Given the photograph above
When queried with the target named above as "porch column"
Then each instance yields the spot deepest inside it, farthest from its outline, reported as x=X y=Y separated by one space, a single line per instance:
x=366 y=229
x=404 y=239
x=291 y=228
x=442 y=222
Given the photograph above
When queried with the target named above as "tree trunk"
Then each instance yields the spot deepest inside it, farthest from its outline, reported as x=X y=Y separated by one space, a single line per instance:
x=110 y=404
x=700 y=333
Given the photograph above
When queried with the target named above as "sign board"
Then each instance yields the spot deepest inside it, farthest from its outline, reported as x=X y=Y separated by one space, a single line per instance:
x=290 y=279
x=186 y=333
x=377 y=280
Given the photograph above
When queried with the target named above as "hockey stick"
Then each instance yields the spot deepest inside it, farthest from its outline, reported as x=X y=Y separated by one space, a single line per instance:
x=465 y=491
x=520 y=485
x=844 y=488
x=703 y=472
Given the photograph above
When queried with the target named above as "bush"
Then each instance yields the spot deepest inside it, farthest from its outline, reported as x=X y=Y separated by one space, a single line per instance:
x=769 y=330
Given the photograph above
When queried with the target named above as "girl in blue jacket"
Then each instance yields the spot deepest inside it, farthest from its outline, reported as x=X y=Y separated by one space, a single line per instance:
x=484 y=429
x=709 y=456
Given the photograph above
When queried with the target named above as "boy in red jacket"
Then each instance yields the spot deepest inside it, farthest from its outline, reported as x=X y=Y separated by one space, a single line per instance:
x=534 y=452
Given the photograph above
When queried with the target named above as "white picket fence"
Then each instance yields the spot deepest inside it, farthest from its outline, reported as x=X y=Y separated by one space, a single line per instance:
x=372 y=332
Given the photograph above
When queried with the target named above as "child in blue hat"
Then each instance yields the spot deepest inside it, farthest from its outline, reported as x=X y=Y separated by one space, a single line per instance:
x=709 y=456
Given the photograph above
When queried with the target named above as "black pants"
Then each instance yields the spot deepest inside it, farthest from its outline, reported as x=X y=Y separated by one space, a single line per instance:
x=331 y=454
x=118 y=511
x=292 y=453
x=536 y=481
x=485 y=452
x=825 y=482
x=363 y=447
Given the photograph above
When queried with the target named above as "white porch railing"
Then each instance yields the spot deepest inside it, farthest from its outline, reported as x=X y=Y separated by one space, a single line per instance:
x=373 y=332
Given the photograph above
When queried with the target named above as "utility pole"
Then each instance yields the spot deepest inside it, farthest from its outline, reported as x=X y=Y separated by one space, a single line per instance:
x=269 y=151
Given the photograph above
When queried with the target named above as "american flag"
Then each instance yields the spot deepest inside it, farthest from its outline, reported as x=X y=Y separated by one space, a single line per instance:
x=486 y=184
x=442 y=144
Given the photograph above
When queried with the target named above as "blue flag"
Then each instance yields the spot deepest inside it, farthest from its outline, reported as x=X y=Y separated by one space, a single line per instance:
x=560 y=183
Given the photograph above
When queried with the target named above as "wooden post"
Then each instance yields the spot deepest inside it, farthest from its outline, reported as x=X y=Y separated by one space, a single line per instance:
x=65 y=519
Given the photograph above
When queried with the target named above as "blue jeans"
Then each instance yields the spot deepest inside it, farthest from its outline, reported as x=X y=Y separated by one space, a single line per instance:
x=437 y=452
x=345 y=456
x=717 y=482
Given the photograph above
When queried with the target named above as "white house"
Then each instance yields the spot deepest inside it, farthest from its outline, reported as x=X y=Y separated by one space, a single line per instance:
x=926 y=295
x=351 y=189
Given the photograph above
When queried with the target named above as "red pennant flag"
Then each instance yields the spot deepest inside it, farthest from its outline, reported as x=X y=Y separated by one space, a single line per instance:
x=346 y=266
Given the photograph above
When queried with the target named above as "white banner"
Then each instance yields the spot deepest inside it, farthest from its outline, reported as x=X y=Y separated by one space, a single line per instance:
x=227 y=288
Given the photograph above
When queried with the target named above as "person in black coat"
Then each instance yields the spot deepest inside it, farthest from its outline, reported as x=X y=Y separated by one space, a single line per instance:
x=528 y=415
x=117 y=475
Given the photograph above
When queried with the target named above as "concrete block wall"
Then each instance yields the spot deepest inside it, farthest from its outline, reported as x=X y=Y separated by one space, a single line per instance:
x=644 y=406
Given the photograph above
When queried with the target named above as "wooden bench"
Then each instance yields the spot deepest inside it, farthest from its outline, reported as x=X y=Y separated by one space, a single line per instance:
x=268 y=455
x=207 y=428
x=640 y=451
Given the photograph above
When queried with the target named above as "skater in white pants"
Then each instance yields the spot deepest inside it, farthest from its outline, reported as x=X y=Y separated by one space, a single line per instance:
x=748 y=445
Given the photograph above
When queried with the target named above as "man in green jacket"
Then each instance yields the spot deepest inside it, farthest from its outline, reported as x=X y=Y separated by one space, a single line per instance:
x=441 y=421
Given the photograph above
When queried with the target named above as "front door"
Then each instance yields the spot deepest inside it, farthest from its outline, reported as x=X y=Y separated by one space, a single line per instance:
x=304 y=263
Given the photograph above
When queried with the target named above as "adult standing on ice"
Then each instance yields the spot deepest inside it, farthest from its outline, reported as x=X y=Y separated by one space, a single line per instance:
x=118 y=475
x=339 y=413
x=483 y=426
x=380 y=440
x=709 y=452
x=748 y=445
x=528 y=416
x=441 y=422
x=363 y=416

PROBLEM TO SOLVE:
Rewrite every row above, changing each "single line" to "separate line" and leaving everything else the same.

WORKED ANSWER:
Given the photograph above
When queried with the target named above as "porch column"
Then each instance yields the spot deepest inside it, farthest from its outline, reported as x=X y=Y separated by one space, a separate line per instance:
x=366 y=229
x=404 y=239
x=291 y=228
x=442 y=222
Given the photograph above
When queried with the target named above as "tree trunk"
Then each instance yields the spot deepest inside it, farthest from its outline, reported as x=X y=Y separated by one space, a separate line per instance:
x=110 y=404
x=700 y=333
Given the photograph above
When queried with the target named above as "sign board"
Then each instance yields the spot deepest inside it, farthest from its outline, reported as x=X y=Y separated by one space, a separate line per instance:
x=290 y=279
x=186 y=333
x=377 y=280
Given the photograph above
When queried with the target named above as "hockey stick"
Then each instance yields the spot deepest inside it, farthest from its outline, reported as x=X y=Y separated by one space, a separate line per instance:
x=465 y=491
x=520 y=485
x=844 y=488
x=703 y=472
Given the photograph above
When queried with the target named above as "bush"
Then each instance yields the spot deepest inside it, farthest from its outline, reported as x=X y=Y separated by one space, a separate line per instance:
x=769 y=330
Given the photograph above
When queried with the target named above as "girl in blue jacket"
Then each instance yields the spot deepest inside it, farthest from its outline, reported as x=X y=Y separated by one space, a separate line per instance:
x=484 y=429
x=709 y=456
Given the photograph above
When queried with the target named above as "boy in red jacket"
Then each instance yields the spot deepest inside it, farthest from its outline, reported as x=X y=Y separated by one space, a separate line per instance:
x=534 y=452
Given the photograph above
When queried with the target named above as "white picket fence"
Then each instance yields the spot deepest inside it, farthest from its outline, reported as x=X y=Y separated by one space, a separate line per instance:
x=372 y=332
Given the photograph above
When queried with the target named above as "child in blue hat"
Then each instance yields the spot deepest inside it, farthest from its outline, reported as x=X y=Y separated by one space, a separate line per instance:
x=709 y=456
Given the photograph above
When queried with the target named above as "black pants"
Then each instance yields the spot deepest inside it, farthest from its outline, reported as x=X y=Y separated by one space, a separate line per instance:
x=331 y=454
x=118 y=511
x=292 y=453
x=536 y=481
x=485 y=452
x=825 y=482
x=363 y=447
Given the photograph above
When queried with the target named above as "white porch railing"
Then each instance yields the spot deepest inside it, farthest from its outline, reported as x=X y=Y separated by one space, a separate line per instance:
x=373 y=332
Given the photograph above
When queried with the target named above as "utility pole"
Then each instance yields the spot deepest inside it, farthest from its outline, reported as x=X y=Y separated by one space, a separate line per instance:
x=269 y=151
Given the photograph above
When queried with the target named above as "american flag"
Then each instance yields the spot deepest inside it, farthest from its outline, reported as x=X y=Y separated by one space, a separate line per instance:
x=486 y=184
x=442 y=144
Given the photograph above
When queried with the target named above as "blue flag"
Then each instance yields the spot deepest inside it, farthest from its outline, reported as x=X y=Y separated by one space, a separate line per instance:
x=560 y=183
Given the photograph above
When queried with the target named above as "wooden post"
Then each instance yields the spot deepest inside it, farthest from its outline, reported as x=X y=Y separated by one space, a separate line per instance:
x=65 y=519
Given the photograph above
When queried with the target named above as "blue jeans"
Then each instance yields the spot deepest inside it, farthest from its outline, reported as x=X y=Y separated by one space, a separate line per instance:
x=437 y=452
x=345 y=456
x=717 y=482
Given the photograph above
When queried with the target named above as "white house"
Then each instance yields the spot deepest inside it, farthest from its outline, reported as x=X y=Y separated by one space, a separate line per instance:
x=926 y=295
x=351 y=189
Given the photograph above
When queried with the target named above as "red pennant flag"
Then each instance yields the spot deepest inside it, farthest from its outline, reported as x=X y=Y separated by one space, a separate line per instance:
x=346 y=266
Given the photograph above
When queried with the target named above as "white banner"
Then each instance yields the spot deepest inside it, farthest from its outline, reported as x=X y=Y separated by one space, a separate line per instance:
x=227 y=288
Given the photograph above
When queried with the target named above as "person in black coat"
Then each instance yields the spot deepest inside it, farthest from its outline, reported as x=X y=Y separated by one space, a separate line per instance:
x=528 y=415
x=117 y=475
Given the photograph above
When queried with the target named above as "concrete block wall"
Then each instance yields the spot deepest inside it, farthest from its outline, reported as x=X y=Y separated by one space, a separate line per instance:
x=644 y=406
Given the photograph above
When queried with the target named above as "wooden bench"
Then each instance yields the spot deepest inside it, farthest from its outline, reported as x=X y=Y separated by one space, a separate line per instance:
x=268 y=455
x=207 y=428
x=640 y=451
Given the photograph above
When queried with the target named above as "skater in white pants"
Then each instance yields the spot deepest inside it, farthest from its outline, reported as x=X y=Y separated by one space, a separate line per instance:
x=748 y=445
Given the photograph above
When queried with the target named above as "man in green jacket"
Then each instance yields the spot deepest inside it, farthest from its outline, reported as x=X y=Y separated by one space, a separate line per instance:
x=441 y=421
Given the photograph above
When queried with the target named above as "front door"
Then each instance yields the spot deepest inside it, farthest from its outline, reported as x=X y=Y separated by one space, a separate line per instance:
x=304 y=263
Given the photograph above
When queried with the target named above as "adult standing on ice"
Then each instance yields the spot deepest inside it, farthest from its outline, reported as x=X y=Y separated by one space, a separate line per instance:
x=118 y=475
x=339 y=413
x=483 y=426
x=380 y=440
x=709 y=452
x=748 y=445
x=528 y=416
x=441 y=422
x=363 y=416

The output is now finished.